**Selected excerpt**
+---+

How did policymakers, and many commentators, get this so wrong? The charitable take is that signs of a demand-driven inflation, driven by excess money growth, can sure look like “supply-shocks” in the short term. Demand and supply interact in setting prices. Excess demand quickly means production capacity limits get hit for many firms. Companies then feel as if shortages of labor and other inputs are their binding constraint. And they tell politicians and central bank surveys that it’s the inevitable cost-inflating effects of these supply-chain issues that cause them to raise prices.

+---+

**Records from a dataset**
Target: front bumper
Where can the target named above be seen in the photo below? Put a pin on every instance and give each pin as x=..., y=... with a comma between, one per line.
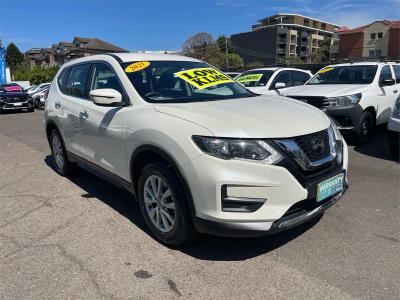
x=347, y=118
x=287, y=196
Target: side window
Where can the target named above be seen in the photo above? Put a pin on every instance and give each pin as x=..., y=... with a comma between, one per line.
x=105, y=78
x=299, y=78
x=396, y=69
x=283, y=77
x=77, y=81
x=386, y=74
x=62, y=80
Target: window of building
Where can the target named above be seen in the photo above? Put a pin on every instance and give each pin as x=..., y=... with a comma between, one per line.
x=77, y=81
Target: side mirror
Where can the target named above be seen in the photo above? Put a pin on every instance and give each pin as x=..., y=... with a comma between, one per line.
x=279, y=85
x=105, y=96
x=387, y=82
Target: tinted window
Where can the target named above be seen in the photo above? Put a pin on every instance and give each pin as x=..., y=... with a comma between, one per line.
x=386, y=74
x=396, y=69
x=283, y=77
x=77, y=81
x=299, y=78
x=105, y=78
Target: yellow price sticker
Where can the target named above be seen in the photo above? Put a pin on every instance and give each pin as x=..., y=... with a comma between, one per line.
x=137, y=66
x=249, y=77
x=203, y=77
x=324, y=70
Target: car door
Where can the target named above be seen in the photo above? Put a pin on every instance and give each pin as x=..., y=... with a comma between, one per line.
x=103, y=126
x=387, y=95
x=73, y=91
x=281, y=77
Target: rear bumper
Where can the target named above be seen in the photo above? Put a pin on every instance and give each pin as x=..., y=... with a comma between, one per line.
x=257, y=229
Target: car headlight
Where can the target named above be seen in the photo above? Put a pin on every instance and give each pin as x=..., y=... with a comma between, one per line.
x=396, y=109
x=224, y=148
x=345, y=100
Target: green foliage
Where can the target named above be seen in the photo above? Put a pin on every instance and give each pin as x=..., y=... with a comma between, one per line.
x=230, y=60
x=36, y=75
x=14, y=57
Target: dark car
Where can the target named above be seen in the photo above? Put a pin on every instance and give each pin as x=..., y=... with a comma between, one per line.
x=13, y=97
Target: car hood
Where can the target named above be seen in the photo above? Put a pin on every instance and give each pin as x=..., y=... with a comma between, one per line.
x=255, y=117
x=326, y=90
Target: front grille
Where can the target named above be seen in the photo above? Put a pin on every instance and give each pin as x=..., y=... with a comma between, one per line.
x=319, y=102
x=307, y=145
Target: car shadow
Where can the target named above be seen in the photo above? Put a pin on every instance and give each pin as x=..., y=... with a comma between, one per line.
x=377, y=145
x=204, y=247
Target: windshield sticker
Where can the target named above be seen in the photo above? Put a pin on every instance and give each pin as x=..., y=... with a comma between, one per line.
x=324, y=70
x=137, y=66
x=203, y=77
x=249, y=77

+---+

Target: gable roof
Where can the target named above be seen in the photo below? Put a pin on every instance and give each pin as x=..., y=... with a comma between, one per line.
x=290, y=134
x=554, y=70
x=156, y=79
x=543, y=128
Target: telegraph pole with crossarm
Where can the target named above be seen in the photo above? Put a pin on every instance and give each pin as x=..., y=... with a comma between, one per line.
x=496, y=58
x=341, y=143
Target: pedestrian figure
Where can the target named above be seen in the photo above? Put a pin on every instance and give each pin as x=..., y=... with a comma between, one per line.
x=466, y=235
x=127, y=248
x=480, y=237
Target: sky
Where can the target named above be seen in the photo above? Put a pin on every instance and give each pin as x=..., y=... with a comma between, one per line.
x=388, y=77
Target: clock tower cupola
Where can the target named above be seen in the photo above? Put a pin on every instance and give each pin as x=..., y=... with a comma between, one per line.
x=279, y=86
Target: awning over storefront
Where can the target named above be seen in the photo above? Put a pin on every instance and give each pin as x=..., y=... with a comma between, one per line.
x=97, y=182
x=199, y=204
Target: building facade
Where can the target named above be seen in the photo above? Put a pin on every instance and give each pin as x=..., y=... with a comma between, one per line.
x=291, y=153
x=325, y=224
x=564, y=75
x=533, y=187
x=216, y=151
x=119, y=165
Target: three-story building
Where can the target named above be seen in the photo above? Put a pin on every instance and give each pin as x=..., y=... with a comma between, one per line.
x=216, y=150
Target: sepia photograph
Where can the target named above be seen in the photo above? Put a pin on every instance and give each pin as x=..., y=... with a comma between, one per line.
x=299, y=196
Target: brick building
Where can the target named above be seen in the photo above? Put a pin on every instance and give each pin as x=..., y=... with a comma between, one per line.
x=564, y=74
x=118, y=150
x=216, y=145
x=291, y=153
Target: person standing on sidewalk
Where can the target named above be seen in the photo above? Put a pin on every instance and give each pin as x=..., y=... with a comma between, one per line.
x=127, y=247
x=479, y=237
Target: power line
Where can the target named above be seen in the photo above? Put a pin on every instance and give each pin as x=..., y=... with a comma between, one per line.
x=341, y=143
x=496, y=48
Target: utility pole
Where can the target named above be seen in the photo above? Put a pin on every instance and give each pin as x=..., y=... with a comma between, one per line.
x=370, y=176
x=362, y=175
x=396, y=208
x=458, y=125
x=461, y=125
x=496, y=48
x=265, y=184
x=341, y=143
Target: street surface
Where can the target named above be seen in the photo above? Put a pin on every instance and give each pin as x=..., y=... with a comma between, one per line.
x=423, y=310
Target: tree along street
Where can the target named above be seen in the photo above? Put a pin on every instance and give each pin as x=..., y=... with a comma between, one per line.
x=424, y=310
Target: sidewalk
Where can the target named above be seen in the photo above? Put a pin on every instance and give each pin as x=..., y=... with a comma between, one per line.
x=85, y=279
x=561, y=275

+---+

**What you should do**
In the passage on inflation, what do companies come to feel is their binding constraint once production capacity limits are hit? You can leave the records aside.

**Written solution**
Shortages of labor and other inputs.